◆ **Request a**:
Pull out every line of the records that contains the string "negative", matching case exactly.

========================

Reputation: 57
I have list of files in hdfs directory and I would like to iterate over files in pyspark from hdfs directory and store each file in a variable and use that variable for further processing. I a getting an error below..
py4j.protocol.Py4JError: An error occurred while calling z:org.apache.spark.api.python.PythonUtils.toSeq. Trace:
py4j.Py4JException: Method toSeq([class org.apache.hadoop.fs.Path]) does not exist
InputDir = "/Data/Ready/ARRAY_COUNTERS"
# input hdfs directory.
hadoop = sc._jvm.org.apache.hadoop
fs = hadoop.fs.FileSystem
conf = hadoop.conf.Configuration()
path = hadoop.fs.Path(InputDir)
for f in fs.get(conf).listStatus(path):
Filename = f.getPath()
df = spark.read.csv(Filename,header=True)
#I am getting above error in while reading this file.
Upvotes: 3
Views: 4478
Reputation: 13377
About this 2 lines:
Filename = f.getPath()
df = spark.read.csv(Filename,header=True)
getPath() is not a string. Additionally - f
could be also directory, so to make sure you are not trying to load directory, you can add validation on f.isFile()
:
if(f.isFile()):
Filename = f.getPath()
df = spark.read.csv(str(Filename),header=True)
Now alternative, which worked for me was:
if(f.isFile()):
Filename = f.getPath()
df = sc.textFile(str(Filename), 500).map(lambda x: x.split(", ")) #or any other spearator, returns RDD
headers=df.first() # to infer schema - you can then convert it to pyspark dataframe with specific column types
Upvotes: 3

========================

◆ **Request b**:
Answer these questions about the forum thread:
(i) What path is assigned to InputDir?
(ii) Which method does the reply suggest checking so that a directory is not loaded?
(iii) In the alternative that worked for the replier, what number is passed to sc.textFile after the filename?

========================

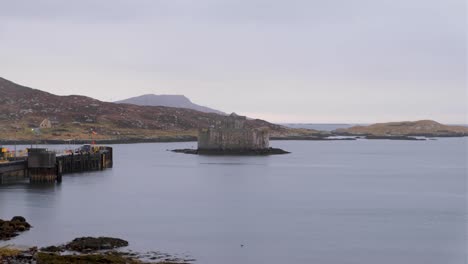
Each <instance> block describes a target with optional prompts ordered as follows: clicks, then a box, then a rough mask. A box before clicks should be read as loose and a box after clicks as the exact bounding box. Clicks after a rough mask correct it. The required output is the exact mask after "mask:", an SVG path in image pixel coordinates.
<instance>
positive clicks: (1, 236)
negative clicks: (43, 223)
mask: <svg viewBox="0 0 468 264" xmlns="http://www.w3.org/2000/svg"><path fill="white" fill-rule="evenodd" d="M30 228H31V225H30V224H29V223H28V222H26V219H25V218H24V217H22V216H15V217H13V218H12V219H11V220H10V221H6V220H2V219H0V240H9V239H11V238H13V237H16V236H17V235H18V232H24V231H27V230H29V229H30Z"/></svg>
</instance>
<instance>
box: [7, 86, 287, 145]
mask: <svg viewBox="0 0 468 264" xmlns="http://www.w3.org/2000/svg"><path fill="white" fill-rule="evenodd" d="M224 118H225V117H224V116H223V115H219V114H215V113H205V112H201V111H196V110H193V109H187V108H175V107H165V106H139V105H133V104H117V103H109V102H103V101H99V100H96V99H93V98H90V97H86V96H81V95H68V96H58V95H54V94H51V93H47V92H44V91H41V90H37V89H32V88H29V87H25V86H22V85H19V84H16V83H14V82H12V81H9V80H6V79H4V78H1V77H0V141H2V140H4V141H5V140H10V141H11V140H52V139H53V140H71V139H73V140H85V139H86V140H90V139H91V138H92V139H96V140H104V139H106V140H108V139H119V140H123V141H125V140H133V139H137V140H161V139H163V140H179V139H181V138H182V139H186V138H191V139H193V138H196V136H197V133H198V129H199V128H204V127H209V126H210V125H211V124H213V123H217V122H220V121H221V120H224ZM45 119H48V120H49V121H50V122H51V123H52V128H45V129H41V130H40V134H34V133H32V132H31V131H32V128H38V127H39V125H40V124H41V123H42V121H43V120H45ZM246 126H247V127H253V128H258V127H268V128H270V130H271V132H272V133H273V134H287V133H289V129H287V128H285V127H282V126H279V125H275V124H272V123H268V122H266V121H263V120H259V119H255V120H248V121H247V123H246Z"/></svg>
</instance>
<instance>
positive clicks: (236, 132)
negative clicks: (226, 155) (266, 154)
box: [198, 113, 270, 151]
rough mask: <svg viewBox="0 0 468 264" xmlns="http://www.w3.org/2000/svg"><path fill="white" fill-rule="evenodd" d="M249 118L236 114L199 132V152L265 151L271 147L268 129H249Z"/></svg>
mask: <svg viewBox="0 0 468 264" xmlns="http://www.w3.org/2000/svg"><path fill="white" fill-rule="evenodd" d="M246 122H247V118H246V117H245V116H239V115H237V114H235V113H233V114H231V115H229V116H227V117H226V118H225V119H224V120H222V121H218V122H217V123H215V124H213V125H212V126H211V127H209V128H202V129H200V130H199V132H198V149H199V150H232V151H242V150H263V149H268V148H269V147H270V133H269V129H268V128H247V127H246V126H245V124H246Z"/></svg>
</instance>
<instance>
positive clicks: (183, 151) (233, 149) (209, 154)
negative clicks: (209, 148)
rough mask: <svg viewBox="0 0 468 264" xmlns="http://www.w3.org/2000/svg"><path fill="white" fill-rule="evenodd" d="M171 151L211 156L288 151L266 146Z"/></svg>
mask: <svg viewBox="0 0 468 264" xmlns="http://www.w3.org/2000/svg"><path fill="white" fill-rule="evenodd" d="M171 151H172V152H176V153H184V154H193V155H207V156H209V155H212V156H223V155H226V156H267V155H281V154H289V153H290V152H288V151H285V150H282V149H280V148H267V149H222V150H221V149H220V150H217V149H213V150H208V149H205V150H203V149H173V150H171Z"/></svg>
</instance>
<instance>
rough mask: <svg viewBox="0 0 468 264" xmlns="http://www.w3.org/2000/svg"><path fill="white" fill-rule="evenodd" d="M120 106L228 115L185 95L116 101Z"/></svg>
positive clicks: (164, 96) (133, 98)
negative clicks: (198, 112)
mask: <svg viewBox="0 0 468 264" xmlns="http://www.w3.org/2000/svg"><path fill="white" fill-rule="evenodd" d="M115 103H118V104H133V105H141V106H166V107H176V108H187V109H192V110H196V111H200V112H204V113H215V114H219V115H226V113H224V112H221V111H219V110H216V109H212V108H209V107H206V106H202V105H198V104H195V103H193V102H192V101H191V100H190V99H189V98H187V97H185V96H184V95H170V94H167V95H156V94H144V95H140V96H136V97H131V98H128V99H124V100H120V101H116V102H115Z"/></svg>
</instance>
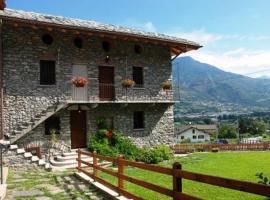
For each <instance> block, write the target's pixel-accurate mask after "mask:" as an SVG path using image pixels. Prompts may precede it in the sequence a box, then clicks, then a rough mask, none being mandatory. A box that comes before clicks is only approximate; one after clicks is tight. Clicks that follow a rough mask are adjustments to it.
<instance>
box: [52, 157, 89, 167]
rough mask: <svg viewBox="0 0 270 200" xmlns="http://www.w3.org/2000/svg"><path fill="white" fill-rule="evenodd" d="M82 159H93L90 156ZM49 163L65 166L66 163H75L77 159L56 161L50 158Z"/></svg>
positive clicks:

========================

◆ **Final answer a**:
negative clicks: (43, 223)
negative clicks: (226, 155) (266, 154)
negative clicks: (209, 148)
negative clicks: (198, 112)

◆ **Final answer b**:
(i) "/Data/Ready/ARRAY_COUNTERS"
(ii) f.isFile()
(iii) 500